§ **Problem to work on**
According to the text on the Lancashire and South Cumbria stroke network, when was the stroke and neurorehabilitation patient and carer assurance group established?

Top of Document passage

The ISNDN Programme Board is made up of representatives from stroke and neurorehabilitation services – both clinical and operational – commissioners, patients, the Stroke Association and education and research. All members are passionate about and dedicated to providing high quality stroke and neuro rehabilitation services for residents of Lancashire and South Cumbria.
Stroke is the fourth largest single cause of death in England. One in four stroke patients die.
A stroke could happen to anyone at any time and is caused by either a block in a blood vessel that leads to the brain or by bleeding in or around the brain. Following a stroke some people recover completely, others need rehabilitation and further support, but others do not survive.
In Lancashire and South Cumbria, we have an integrated stroke and neurorehabilitation delivery network, often referred to as the ‘ISNDN’, which puts patients and carers are at the forefront of all our conversations. We work closely with the Stroke Association and stroke and neurorehabilitation patient and carers to improve the way stroke care is delivered.
- We strive to ensure every patient receives the right care in the right place at the right time, delivered by the right people with the right knowledge and skills.
- This will deliver improved outcomes, shorter stays in hospital and increased community support, resulting in a reduction in stroke mortality and lifelong disability.
- We will listen to our patient voice, ensuring our delivery is clinically driven and patient led.
The stroke and neurorehabilitation patient and carer assurance group was established in November 2020. The group provides a voice for the stroke and neurorehabilitation patient and carer, contributes to the workstreams and engagement activities of the ISNDN, and reports into and holds to account the ISNDN Board. The group meets monthly via Teams, but in November 2022 had its first in-person meeting.
To date group members have contributed meaningfully to:
- the Lancashire and South Cumbria Stroke services specification to ensure the patient and carer voice is present throughout
- identifying the location of the region’s second acute stroke centre
- developing the preferred option for delivering psychological support following stroke
- creating patient led standards for neurorehabilitation services
- engagement with Stroke Association groups across the region
As the senior responsible officer, it has been a pleasure to lead the transformational work of the Lancashire and South Cumbria integrated stroke and neurorehabilitation delivery network (ISNDN). I am very proud to represent such a dedicated team, driven to provide exceptional stroke services to the population of Lancashire and South Cumbria.

Bottom of Document passage
Top of Dataset extract

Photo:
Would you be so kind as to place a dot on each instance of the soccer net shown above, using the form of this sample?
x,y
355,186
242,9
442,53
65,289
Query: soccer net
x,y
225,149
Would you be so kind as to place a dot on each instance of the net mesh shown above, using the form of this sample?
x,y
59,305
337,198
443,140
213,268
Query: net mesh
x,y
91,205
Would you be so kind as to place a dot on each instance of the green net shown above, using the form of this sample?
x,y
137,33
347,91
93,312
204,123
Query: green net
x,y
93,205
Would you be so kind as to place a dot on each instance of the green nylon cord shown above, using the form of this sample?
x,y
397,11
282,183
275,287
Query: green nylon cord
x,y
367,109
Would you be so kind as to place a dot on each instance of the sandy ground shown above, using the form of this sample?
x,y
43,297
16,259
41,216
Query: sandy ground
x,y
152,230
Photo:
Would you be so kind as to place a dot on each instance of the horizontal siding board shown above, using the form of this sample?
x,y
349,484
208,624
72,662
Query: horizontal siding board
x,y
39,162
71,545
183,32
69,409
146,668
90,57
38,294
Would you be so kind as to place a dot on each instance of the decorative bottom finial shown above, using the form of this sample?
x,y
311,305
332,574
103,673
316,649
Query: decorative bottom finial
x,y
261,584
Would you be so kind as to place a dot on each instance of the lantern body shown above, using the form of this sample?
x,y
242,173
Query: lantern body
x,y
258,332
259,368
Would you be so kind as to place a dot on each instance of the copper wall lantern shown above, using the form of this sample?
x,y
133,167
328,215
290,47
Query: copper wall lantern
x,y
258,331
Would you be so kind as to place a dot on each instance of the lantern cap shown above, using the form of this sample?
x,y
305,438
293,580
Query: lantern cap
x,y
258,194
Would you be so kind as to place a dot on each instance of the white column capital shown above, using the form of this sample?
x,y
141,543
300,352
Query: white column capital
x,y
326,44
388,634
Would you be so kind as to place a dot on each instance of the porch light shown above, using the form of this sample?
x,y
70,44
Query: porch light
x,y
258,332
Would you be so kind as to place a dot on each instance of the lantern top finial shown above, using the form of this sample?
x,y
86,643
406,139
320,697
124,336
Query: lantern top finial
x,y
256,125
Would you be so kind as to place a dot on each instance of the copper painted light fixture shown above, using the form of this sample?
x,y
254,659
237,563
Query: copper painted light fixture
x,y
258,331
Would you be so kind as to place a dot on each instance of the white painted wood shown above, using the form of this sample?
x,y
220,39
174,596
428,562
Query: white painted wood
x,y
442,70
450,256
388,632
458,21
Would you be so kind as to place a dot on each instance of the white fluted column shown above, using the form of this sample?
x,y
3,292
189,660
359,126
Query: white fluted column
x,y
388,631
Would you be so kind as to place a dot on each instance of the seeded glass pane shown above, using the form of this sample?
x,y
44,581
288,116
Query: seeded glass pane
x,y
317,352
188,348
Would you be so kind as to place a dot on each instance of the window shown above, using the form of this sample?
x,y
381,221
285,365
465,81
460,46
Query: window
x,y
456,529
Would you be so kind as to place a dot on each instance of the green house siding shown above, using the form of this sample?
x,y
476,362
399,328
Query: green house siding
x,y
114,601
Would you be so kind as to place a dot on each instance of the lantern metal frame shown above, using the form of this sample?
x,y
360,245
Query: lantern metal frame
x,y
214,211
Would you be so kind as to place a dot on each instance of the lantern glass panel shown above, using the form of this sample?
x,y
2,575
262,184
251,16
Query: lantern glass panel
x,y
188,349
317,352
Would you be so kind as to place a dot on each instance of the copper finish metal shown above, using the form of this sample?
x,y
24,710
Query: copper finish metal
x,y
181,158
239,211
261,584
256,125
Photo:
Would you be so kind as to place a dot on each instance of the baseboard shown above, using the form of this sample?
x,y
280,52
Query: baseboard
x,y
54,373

Bottom of Dataset extract
Top of Dataset extract

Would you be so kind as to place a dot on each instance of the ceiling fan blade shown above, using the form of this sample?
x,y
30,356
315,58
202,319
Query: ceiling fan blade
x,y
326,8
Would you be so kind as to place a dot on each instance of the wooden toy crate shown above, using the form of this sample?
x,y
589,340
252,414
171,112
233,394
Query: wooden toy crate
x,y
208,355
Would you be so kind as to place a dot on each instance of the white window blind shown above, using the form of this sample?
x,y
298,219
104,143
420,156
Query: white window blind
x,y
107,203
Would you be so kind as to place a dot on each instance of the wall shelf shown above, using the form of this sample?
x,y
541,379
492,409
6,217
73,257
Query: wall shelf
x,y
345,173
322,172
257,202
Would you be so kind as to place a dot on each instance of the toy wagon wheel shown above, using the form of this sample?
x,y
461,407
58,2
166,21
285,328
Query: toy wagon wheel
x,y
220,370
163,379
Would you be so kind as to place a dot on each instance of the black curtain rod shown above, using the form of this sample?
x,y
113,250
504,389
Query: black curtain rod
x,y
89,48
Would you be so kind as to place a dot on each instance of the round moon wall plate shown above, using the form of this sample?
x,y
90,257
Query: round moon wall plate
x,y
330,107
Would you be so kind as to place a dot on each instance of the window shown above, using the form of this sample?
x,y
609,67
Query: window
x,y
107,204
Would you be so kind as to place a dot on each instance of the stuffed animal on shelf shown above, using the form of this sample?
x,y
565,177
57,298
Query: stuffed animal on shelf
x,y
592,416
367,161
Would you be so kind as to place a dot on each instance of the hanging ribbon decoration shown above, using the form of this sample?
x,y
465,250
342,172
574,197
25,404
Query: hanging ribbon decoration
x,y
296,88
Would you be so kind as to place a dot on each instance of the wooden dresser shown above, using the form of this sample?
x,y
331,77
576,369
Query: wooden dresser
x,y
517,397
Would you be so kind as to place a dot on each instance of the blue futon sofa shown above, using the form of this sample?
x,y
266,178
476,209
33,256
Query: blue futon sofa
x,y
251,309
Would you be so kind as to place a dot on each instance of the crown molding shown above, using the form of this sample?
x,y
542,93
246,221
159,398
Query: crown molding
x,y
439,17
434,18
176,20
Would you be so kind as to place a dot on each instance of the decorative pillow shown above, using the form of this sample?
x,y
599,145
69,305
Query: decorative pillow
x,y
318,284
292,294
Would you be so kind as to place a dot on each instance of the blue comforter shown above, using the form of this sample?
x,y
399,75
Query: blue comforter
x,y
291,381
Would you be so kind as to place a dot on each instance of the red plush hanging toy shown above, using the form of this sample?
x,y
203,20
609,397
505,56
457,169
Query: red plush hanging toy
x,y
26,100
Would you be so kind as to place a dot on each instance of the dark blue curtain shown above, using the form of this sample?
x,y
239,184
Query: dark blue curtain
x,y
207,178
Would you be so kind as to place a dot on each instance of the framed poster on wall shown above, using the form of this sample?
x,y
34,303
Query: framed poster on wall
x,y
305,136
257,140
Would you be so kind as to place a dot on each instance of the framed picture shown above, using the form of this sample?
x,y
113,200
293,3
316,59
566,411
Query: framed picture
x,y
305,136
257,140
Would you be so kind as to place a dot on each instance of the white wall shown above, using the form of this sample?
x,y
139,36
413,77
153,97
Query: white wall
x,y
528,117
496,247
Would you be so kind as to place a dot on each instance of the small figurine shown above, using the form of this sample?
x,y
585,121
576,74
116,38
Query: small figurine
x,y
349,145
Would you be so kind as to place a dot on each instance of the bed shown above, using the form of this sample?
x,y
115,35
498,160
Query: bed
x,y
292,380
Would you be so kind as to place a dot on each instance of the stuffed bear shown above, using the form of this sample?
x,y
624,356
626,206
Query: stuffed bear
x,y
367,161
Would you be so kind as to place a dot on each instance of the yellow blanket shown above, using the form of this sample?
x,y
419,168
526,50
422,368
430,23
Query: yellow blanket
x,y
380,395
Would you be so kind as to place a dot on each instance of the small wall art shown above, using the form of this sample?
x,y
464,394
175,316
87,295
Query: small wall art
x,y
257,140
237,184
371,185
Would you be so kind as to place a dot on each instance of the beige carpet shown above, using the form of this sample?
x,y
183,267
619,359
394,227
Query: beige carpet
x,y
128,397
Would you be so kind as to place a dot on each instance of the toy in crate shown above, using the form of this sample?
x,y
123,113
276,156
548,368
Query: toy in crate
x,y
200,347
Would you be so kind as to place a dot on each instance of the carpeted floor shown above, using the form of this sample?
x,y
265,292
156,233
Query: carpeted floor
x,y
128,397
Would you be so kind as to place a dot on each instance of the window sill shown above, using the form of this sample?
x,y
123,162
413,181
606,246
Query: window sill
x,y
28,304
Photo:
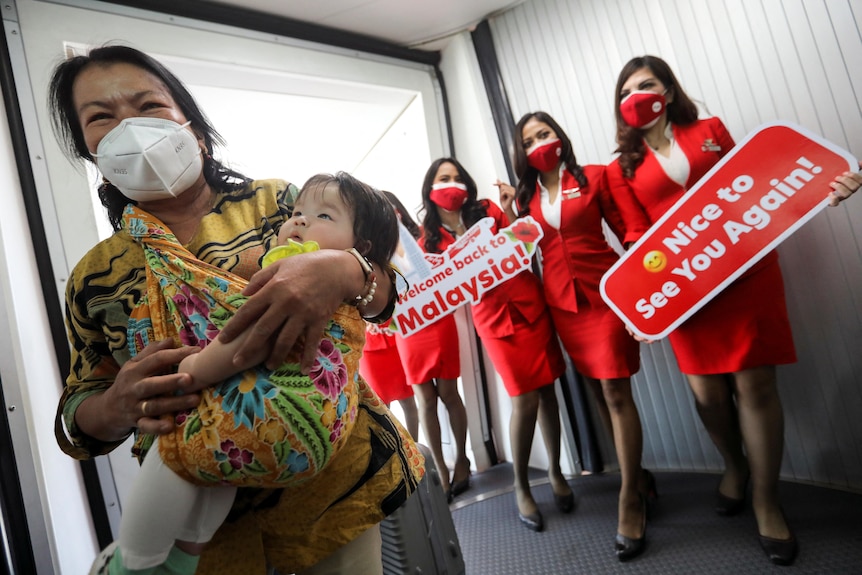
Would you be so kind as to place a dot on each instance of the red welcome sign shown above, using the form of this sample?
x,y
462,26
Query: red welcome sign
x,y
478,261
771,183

Bottom of Dataset extract
Top of Dataset extract

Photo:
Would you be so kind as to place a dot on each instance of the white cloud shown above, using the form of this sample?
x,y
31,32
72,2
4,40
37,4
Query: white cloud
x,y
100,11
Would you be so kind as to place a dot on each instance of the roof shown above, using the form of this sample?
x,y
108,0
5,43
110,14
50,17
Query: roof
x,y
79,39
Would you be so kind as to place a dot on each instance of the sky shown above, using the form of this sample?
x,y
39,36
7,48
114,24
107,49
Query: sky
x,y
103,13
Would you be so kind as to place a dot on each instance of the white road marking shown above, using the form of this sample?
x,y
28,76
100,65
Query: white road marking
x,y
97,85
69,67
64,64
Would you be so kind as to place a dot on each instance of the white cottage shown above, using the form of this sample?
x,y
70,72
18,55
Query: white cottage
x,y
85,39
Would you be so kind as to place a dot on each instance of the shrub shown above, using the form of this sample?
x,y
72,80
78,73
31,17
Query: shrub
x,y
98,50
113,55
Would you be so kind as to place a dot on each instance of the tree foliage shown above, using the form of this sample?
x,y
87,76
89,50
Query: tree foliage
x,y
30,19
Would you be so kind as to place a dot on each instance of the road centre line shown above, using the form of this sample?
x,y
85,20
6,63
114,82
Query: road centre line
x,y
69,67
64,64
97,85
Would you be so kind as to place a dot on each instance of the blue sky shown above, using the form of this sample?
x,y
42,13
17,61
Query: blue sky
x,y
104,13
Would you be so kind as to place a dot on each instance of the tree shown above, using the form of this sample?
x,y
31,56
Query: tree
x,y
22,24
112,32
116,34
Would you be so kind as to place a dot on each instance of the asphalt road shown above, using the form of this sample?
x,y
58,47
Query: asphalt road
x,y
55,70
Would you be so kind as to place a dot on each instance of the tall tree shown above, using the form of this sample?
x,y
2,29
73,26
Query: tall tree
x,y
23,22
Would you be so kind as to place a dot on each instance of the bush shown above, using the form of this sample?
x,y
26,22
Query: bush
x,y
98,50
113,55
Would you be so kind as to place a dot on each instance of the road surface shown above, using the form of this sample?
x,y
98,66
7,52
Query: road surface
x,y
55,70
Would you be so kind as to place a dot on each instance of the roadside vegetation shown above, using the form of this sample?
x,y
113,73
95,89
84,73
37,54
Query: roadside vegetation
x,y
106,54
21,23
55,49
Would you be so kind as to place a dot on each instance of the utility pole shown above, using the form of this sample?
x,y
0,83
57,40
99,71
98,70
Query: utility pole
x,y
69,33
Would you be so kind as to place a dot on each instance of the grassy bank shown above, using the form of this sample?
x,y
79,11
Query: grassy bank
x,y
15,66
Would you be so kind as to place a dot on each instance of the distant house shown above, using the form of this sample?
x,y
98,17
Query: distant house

Bottom of Dataset extract

§ **Task solution**
November 2020